__Task goal__
Within the entries below, find every line that has the string "chin", then copy it.

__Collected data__
= Beginning of Section =

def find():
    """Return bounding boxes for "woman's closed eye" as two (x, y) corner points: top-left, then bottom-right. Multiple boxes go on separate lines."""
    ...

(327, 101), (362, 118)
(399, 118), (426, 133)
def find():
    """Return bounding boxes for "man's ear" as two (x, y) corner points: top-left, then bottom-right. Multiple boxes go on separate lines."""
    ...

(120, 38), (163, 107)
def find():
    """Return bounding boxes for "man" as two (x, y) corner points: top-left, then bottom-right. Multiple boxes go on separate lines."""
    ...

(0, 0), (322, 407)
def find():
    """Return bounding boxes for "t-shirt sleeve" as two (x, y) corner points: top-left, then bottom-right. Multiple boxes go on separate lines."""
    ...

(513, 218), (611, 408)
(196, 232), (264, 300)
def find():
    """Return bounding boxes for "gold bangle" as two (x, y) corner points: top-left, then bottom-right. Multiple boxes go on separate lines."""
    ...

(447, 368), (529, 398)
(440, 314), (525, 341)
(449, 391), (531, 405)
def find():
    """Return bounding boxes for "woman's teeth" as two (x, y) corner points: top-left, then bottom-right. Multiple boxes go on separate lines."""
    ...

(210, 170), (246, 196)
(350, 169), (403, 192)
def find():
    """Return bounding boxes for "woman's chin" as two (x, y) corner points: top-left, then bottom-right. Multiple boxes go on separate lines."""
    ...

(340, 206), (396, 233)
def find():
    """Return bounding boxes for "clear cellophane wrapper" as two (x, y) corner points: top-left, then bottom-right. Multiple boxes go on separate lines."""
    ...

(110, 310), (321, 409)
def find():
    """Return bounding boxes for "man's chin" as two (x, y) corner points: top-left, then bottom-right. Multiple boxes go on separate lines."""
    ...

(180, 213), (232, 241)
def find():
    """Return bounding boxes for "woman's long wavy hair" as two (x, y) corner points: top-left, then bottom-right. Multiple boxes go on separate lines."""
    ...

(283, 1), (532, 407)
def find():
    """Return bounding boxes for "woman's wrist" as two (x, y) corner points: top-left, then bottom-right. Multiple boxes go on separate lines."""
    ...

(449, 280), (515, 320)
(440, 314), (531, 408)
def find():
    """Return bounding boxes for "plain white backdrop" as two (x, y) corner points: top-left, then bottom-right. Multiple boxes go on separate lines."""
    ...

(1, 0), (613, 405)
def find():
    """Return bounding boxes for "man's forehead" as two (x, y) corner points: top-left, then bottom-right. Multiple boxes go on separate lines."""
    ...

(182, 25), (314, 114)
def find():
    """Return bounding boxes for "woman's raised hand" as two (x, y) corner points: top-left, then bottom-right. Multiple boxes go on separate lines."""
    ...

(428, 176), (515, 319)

= End of Section =

__Result below__
    """Return bounding boxes for "woman's chin" as two (x, y) corner points: top-left, then bottom-right. Multiple boxes go on separate lines."""
    """Return bounding boxes for "man's chin" as two (x, y) corner points: top-left, then bottom-right. Multiple boxes go on separate lines."""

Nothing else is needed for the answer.